=== TASK INPUT ===

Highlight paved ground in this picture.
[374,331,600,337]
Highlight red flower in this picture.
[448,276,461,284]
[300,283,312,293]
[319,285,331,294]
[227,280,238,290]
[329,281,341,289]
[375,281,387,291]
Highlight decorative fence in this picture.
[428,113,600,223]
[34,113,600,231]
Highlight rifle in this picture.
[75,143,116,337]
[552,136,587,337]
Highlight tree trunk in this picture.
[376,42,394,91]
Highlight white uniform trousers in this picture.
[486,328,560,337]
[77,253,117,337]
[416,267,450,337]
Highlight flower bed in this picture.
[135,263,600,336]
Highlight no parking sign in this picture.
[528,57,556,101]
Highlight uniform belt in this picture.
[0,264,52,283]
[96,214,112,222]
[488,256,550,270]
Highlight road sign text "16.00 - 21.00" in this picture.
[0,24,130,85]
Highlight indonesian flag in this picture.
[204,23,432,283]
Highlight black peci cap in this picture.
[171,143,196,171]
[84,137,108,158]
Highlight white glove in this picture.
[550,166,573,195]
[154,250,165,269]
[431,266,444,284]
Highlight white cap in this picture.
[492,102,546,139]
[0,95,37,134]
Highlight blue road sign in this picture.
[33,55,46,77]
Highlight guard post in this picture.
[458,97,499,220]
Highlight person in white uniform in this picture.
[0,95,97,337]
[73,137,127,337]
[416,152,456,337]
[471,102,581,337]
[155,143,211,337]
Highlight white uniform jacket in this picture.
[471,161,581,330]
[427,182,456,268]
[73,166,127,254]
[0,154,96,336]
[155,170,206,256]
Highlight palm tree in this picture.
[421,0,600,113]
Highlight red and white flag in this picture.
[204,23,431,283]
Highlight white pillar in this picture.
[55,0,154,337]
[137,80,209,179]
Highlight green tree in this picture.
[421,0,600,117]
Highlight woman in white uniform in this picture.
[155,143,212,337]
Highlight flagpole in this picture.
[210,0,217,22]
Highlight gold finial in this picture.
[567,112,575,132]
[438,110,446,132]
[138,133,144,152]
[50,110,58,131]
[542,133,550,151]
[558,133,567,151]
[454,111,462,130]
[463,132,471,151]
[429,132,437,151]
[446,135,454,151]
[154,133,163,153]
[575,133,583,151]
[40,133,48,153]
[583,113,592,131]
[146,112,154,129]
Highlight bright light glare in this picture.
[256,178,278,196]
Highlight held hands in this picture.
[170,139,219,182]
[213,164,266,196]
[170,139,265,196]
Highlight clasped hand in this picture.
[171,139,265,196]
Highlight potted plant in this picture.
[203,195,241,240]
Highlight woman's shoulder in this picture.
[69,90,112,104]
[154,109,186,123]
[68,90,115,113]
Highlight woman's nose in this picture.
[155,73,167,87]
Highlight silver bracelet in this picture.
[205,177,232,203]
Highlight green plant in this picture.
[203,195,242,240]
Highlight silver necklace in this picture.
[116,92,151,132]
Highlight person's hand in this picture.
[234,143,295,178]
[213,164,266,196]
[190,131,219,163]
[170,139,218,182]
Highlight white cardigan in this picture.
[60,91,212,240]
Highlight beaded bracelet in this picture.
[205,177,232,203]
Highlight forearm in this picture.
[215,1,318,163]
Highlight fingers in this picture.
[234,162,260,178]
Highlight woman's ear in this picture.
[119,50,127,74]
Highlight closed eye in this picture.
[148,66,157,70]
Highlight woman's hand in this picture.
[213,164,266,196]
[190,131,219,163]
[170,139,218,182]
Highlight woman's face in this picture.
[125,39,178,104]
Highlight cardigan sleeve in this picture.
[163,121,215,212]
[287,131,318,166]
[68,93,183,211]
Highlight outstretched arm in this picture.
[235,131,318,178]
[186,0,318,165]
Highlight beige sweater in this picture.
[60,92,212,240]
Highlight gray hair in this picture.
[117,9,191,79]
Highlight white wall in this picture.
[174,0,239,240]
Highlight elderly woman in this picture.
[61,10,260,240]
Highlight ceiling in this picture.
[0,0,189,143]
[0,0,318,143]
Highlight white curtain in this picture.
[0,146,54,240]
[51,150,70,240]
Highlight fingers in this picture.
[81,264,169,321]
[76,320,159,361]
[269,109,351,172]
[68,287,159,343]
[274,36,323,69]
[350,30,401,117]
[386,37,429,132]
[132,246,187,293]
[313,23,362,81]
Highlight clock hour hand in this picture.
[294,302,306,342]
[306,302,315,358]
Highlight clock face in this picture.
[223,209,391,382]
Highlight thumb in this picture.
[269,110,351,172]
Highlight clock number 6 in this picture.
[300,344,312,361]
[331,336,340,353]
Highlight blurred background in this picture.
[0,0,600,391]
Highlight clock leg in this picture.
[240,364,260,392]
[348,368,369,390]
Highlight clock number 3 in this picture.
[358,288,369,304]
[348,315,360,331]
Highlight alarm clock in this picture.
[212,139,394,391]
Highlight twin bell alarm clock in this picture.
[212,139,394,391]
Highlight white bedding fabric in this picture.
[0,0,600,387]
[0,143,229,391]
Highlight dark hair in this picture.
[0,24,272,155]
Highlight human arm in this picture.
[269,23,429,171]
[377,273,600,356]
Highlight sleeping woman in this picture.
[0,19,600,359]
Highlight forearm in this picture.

===

Rewrite the part of the data above that opens with the line containing "Highlight white uniform jacket" and closes with the line containing "[204,23,431,283]", adding 88 to every bounding box coordinate. Give every line of that part and leave all other lines unchanged.

◆ **TASK ANSWER**
Highlight white uniform jacket in this picture.
[559,249,669,418]
[515,270,544,356]
[161,254,215,342]
[88,242,184,424]
[243,258,294,344]
Highlight palm tree in this picture.
[509,88,688,201]
Highlight red and white flag in this picture.
[292,111,519,371]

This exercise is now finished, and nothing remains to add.